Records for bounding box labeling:

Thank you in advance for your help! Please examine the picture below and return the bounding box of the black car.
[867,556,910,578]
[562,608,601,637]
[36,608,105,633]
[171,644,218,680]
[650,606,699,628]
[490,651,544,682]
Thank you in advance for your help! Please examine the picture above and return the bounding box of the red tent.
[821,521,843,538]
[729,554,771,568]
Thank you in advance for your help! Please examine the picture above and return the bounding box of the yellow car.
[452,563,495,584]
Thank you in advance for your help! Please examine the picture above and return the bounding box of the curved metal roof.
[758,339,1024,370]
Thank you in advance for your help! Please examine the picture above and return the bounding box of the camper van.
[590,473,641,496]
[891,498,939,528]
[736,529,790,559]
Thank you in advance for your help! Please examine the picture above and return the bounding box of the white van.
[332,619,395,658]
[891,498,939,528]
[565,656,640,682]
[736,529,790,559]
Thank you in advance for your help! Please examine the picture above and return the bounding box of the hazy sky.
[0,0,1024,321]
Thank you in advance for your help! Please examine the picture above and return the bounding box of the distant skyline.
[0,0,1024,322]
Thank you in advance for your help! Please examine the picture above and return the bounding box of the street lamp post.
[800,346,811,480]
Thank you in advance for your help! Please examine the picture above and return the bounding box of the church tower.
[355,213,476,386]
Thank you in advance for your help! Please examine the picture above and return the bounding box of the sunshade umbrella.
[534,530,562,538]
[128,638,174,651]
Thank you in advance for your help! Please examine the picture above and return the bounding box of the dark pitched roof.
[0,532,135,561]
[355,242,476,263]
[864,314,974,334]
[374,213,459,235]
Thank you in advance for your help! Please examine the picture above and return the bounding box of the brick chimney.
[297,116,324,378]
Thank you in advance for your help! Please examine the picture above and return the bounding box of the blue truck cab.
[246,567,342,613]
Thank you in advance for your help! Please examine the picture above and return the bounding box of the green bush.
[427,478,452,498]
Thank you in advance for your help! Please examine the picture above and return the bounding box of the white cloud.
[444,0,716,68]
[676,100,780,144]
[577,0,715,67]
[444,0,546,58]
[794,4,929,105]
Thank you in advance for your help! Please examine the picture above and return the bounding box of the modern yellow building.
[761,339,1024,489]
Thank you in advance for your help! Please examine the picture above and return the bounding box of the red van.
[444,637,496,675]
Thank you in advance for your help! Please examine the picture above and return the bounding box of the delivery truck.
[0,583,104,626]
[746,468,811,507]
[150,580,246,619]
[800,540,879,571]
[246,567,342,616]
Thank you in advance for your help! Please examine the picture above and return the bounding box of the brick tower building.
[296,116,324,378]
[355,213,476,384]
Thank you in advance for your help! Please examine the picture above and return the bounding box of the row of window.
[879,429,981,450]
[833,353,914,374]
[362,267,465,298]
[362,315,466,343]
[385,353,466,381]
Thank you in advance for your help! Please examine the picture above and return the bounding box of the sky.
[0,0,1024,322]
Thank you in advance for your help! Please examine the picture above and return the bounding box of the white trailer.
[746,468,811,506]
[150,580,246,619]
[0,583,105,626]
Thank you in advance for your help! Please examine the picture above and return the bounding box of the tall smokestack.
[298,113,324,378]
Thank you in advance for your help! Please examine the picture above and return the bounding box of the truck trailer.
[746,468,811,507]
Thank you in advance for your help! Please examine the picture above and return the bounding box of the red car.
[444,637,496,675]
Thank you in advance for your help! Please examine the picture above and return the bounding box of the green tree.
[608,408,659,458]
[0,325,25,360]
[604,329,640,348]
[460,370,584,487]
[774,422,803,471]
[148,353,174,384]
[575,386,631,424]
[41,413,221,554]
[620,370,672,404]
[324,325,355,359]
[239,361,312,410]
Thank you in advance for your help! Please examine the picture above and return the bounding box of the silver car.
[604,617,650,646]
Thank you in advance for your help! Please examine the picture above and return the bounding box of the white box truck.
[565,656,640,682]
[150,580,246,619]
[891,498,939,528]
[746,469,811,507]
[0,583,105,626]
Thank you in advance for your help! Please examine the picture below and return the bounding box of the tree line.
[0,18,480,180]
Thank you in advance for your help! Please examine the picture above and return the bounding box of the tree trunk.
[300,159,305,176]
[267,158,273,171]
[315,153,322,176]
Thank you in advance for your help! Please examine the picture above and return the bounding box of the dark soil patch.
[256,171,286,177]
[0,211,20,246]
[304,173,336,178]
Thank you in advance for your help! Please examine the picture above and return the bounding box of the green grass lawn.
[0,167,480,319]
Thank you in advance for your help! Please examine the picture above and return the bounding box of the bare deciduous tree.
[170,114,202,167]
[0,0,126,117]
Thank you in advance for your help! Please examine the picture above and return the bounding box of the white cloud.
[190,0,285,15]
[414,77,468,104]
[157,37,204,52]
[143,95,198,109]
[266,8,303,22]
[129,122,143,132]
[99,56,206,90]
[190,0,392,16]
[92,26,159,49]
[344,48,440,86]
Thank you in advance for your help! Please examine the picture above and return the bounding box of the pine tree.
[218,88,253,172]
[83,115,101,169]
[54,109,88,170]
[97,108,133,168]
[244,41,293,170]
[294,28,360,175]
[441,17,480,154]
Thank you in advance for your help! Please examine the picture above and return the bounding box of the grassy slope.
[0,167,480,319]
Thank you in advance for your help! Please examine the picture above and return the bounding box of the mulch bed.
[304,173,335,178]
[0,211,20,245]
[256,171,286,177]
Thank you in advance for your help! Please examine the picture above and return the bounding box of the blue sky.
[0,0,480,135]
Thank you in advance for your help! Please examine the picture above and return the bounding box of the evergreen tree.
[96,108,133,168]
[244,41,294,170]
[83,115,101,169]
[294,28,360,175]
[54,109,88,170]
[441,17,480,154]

*Given instruction*. Format the records above as a two-column CSV with the headers "prompt" and "boxes," with one row per record. Put each record's text and its answer in one quoted field each, replacing any line breaks with spaces.

*Exercise response*.
prompt,boxes
"Thank you in advance for your help! Please examine the picture below and return the bounding box of the black car.","[867,556,910,578] [562,608,601,637] [36,608,105,633] [171,644,218,680] [650,606,699,628] [490,651,544,682]"
"Thank you in advance for your help! Please examine the picture above and return the bounding box of the red tent.","[821,521,843,538] [729,554,771,568]"
"Thank you in advance for your help! Please examine the picture above and return the bounding box of the yellow car.","[452,563,495,584]"
"Thank you in advance for your help! Please examine the picture above and return the bounding box of the curved metal roof.","[758,339,1024,370]"
"Thank you in advance for your help! Please examine the picture above and return the bounding box of the camper van.","[590,473,641,496] [891,498,939,528] [736,529,790,559]"
"Thank you in advance for your help! Please examine the picture above and return the bounding box of the white van.","[332,619,395,658] [891,498,939,528] [565,656,640,682] [736,529,790,559]"
"Thank you in advance for your help! Please examine the picture above and return the bounding box of the hazy sky.","[0,0,1024,321]"
"Thank you in advance for your help! Please examine the picture above and return the bounding box of the distant skyline.","[0,0,1024,322]"
"Thank you in advance for your help! Please examine the picture above and return the bounding box of the street lamp post.","[800,346,811,480]"
"Thank you in advance for your help! Please examine the picture above and return the bounding box of the church tower.","[355,213,476,386]"
"Thank you in advance for your help! Please examine the picture above and return the bounding box of the sunshade umbrella.","[534,530,562,538] [128,638,174,651]"
"Thank you in advance for your help! Please examine the picture above and return the bounding box of the dark pitched roof.","[0,532,135,561] [355,242,476,263] [864,314,974,334] [374,213,459,235]"
"Thank you in advance for your help! Please examine the picture above and return the bounding box of the brick chimney.","[297,116,324,378]"
"Thank you in advance for your help! Please examine the picture above and return the bounding box of the blue truck cab.","[246,567,342,613]"
"Thank you in advance for your help! Please examine the picture above and return the bounding box of the green bush.","[427,478,452,498]"
"Thank you in advance for your help! Please examine the picture above and return the bounding box of the white cloud.","[444,0,716,68] [676,100,780,144] [577,0,715,67] [444,0,546,58] [794,4,929,105]"
"Thank you in advance for your help! Please examine the picture above and return the bounding box of the modern yellow building.","[761,339,1024,489]"
"Thank you in advance for your help! Please examine the picture above and return the bounding box of the red van.","[444,637,496,675]"
"Thank you in advance for your help! Please examine the picture above and return the bounding box of the delivery truck.","[0,583,104,626] [746,468,811,507] [150,580,246,619] [800,540,879,571] [246,567,342,616]"
"Thank you in advance for your help! Please examine the picture above and return the bounding box of the brick tower building.","[296,116,324,378] [355,213,476,384]"
"Thank you in advance for your help! Please examine the picture above and return the bounding box of the row of window.","[879,429,981,450] [833,353,914,374] [362,267,465,298] [362,315,466,343] [385,353,466,381]"
"Thank you in advance for your help! Please examine the picture above and return the bounding box of the sky.","[0,0,1024,322]"
"Thank you in advance for your help! Please examine the picture above and return the bounding box of the white trailer.","[746,468,811,506] [150,580,246,619] [0,583,105,626]"
"Thank you in advance for your help! Please examine the picture above and return the bounding box of the tall smokestack.","[298,113,324,378]"
"Thank you in advance for your help! Please examine the picture above and return the bounding box of the truck trailer.","[746,468,811,507]"
"Thank you in advance for your help! Please examine the picture above and return the bounding box of the red car.","[444,637,496,675]"
"Thank you in advance for your help! Please examine the picture above and return the bounding box of the green tree.","[608,408,659,458] [0,325,25,360] [604,329,640,348] [460,370,584,487] [774,422,803,471] [148,353,174,384] [575,386,631,424] [41,413,221,554] [620,370,672,404] [324,325,355,359] [239,361,312,410]"
"Thank you in advance for your help! Please examine the picture above and return the bounding box of the silver car.","[604,617,650,646]"
"Thank you in advance for your help! Please examine the picture above and return the bounding box of the white box truck.","[565,656,640,682] [150,580,246,619] [891,498,939,528] [746,469,811,507] [0,583,105,626]"
"Thank you in advance for your help! Please examine the picture below and return the bounding box of the tree line.","[0,18,480,180]"
"Thank you in advance for your help! Please examine the picture above and return the bounding box of the tree trunk.","[300,159,305,176] [267,158,273,171] [315,153,322,176]"
"Thank you in advance for your help! Please examine the picture above and return the bounding box of the dark soil patch.","[256,171,286,177] [0,211,20,246] [304,173,336,178]"
"Thank you in advance for your help! Please examine the picture above and return the bounding box of the green grass lawn.","[0,167,480,319]"
"Thank you in advance for your help! Please examine the picture above and return the bounding box of the bare deciduous tree.","[170,114,202,167] [0,0,126,117]"
"Thank you in advance for your help! Please examine the picture above and return the bounding box of the white cloud.","[190,0,285,15] [414,77,468,104] [157,37,204,52] [143,95,198,109] [266,8,303,22] [129,122,143,132] [99,56,206,90] [190,0,392,16] [92,26,159,49] [344,48,440,86]"
"Thank you in advance for your help! Please examine the picture above and return the bounding box of the pine tree.","[218,88,253,172] [83,115,101,169] [54,109,88,170] [97,108,133,168] [244,41,293,170] [294,28,360,175] [441,17,480,154]"
"Thank you in advance for your help! Please examine the picture above and return the bounding box of the grassy slope.","[0,167,480,319]"
"Thank you in advance for your help! Please examine the picture above and return the bounding box of the mulch bed.","[304,173,335,178] [0,211,20,245] [256,171,286,177]"
"Thank you in advance for your help! Please examine the picture above and return the bounding box of the blue sky.","[0,0,480,135]"
"Thank you in advance for your help! Please examine the picture above and return the bounding box of the evergreen tree.","[96,108,133,168] [244,41,294,170] [83,115,101,169] [294,28,360,175] [54,109,88,170] [441,17,480,154]"